**EXERCISE INSTRUCTIONS**
• A. In the thread about relation extension, what function had its API changed so that it sets *did_unlock = false when it didn't unlock?
• B. Copy everything from "In reply to: Andres Freund (#44)" down to "used in FileFallocate()." in the thread about relation extension, swapping "Portability" for "Compatibility".

**PASSAGE TO READ**
● ● ● ● ● ● ●
In reply to: Andres Freund (#44)

Re: refactoring relation extension and BufferAlloc(), faster COPY

On Wed, Apr 5, 2023 at 7:32 AM Andres Freund <andres@anarazel.de> wrote:

Portability nit: mdzeroextend() doesn't know whether posix_fallocate()

was

used in FileFallocate().

Fair point. I would however like to see a different error message for the

two

ways of extending, at least initially. What about referencing

FileFallocate()?

Seems logical.

--
John Naylor
EDB: http://www.enterprisedb.com

#47

Andres Freund

andres@anarazel.de

almost 3 years ago

In reply to: Andres Freund (#45)

Re: refactoring relation extension and BufferAlloc(), faster COPY

Hi,

On 2023-04-04 17:39:45 -0700, Andres Freund wrote:

I'm planning to push the patches up to the hio.c changes soon, unless somebody
would like me to hold off.

Done that.

After that I'm planning to wait for a buildfarm cycle, and push the changes
necessary to use bulk extension in hio.c (the main win).

Working on that. Might end up being tomorrow.

I might split the patch to use ExtendBufferedRelTo() into two, one for
vm_extend() and fsm_extend(), and one for xlogutils.c. The latter is more
complicated and has more of a complicated history (see [1]).

I've pushed the vm_extend() and fsm_extend() piece, and did split out the
xlogutils.c case.

Greetings,

Andres Freund

#48

Andres Freund

andres@anarazel.de

almost 3 years ago

In reply to: Andres Freund (#47)

Re: refactoring relation extension and BufferAlloc(), faster COPY

Hi,

On 2023-04-05 18:46:16 -0700, Andres Freund wrote:

On 2023-04-04 17:39:45 -0700, Andres Freund wrote:

After that I'm planning to wait for a buildfarm cycle, and push the changes
necessary to use bulk extension in hio.c (the main win).

Working on that. Might end up being tomorrow.

It did. So far no complaints from the buildfarm. Although I pushed the last
piece just now...

Besides editing the commit message, not a lot of changes between what I posted
last and what I pushed. A few typos and awkward sentences, code formatting,
etc. I did change the API of RelationAddBlocks() to set *did_unlock = false,
if it didn't unlock (and thus removed setting it in the caller).

I might split the patch to use ExtendBufferedRelTo() into two, one for
vm_extend() and fsm_extend(), and one for xlogutils.c. The latter is more
complicated and has more of a complicated history (see [1]).

I've pushed the vm_extend() and fsm_extend() piece, and did split out the
xlogutils.c case.

Which I pushed, just now. I did perform manual testing with creating
disconnected segments on the standby, and checking that everything behaves
well in that case.
● ● ● ● ● ● ●
[Coordinate annotation entries]

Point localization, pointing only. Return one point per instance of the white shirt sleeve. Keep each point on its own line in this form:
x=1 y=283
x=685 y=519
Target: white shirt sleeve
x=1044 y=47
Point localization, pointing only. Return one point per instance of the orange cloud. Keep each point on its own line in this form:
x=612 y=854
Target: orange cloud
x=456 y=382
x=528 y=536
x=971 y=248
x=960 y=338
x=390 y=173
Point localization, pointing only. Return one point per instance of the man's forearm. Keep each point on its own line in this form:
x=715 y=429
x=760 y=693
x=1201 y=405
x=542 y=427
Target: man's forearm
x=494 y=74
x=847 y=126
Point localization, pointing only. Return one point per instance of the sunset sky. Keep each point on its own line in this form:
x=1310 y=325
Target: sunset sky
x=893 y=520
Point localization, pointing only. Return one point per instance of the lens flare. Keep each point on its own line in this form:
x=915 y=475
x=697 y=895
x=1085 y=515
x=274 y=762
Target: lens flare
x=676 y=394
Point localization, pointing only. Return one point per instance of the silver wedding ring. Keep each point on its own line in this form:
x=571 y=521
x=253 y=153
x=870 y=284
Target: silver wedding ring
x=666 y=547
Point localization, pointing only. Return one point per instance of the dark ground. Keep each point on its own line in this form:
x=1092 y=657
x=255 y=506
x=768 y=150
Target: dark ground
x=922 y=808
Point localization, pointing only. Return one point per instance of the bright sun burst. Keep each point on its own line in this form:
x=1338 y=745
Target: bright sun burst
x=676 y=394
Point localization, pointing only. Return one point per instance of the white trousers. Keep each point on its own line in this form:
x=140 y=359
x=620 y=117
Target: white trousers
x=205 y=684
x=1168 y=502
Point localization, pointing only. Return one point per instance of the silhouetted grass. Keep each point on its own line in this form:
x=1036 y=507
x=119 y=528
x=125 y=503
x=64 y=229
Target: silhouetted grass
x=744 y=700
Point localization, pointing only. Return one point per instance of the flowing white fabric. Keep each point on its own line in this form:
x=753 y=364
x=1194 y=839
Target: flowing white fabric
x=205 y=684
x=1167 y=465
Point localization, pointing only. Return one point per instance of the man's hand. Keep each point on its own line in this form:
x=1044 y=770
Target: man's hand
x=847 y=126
● ● ● ● ● ● ●
**ANSWERS FOR THE EXERCISE**
• A. RelationAddBlocks()

• B.
In reply to: Andres Freund (#44)

Re: refactoring relation extension and BufferAlloc(), faster COPY

On Wed, Apr 5, 2023 at 7:32 AM Andres Freund <andres@anarazel.de> wrote:

Compatibility nit: mdzeroextend() doesn't know whether posix_fallocate()

was

used in FileFallocate().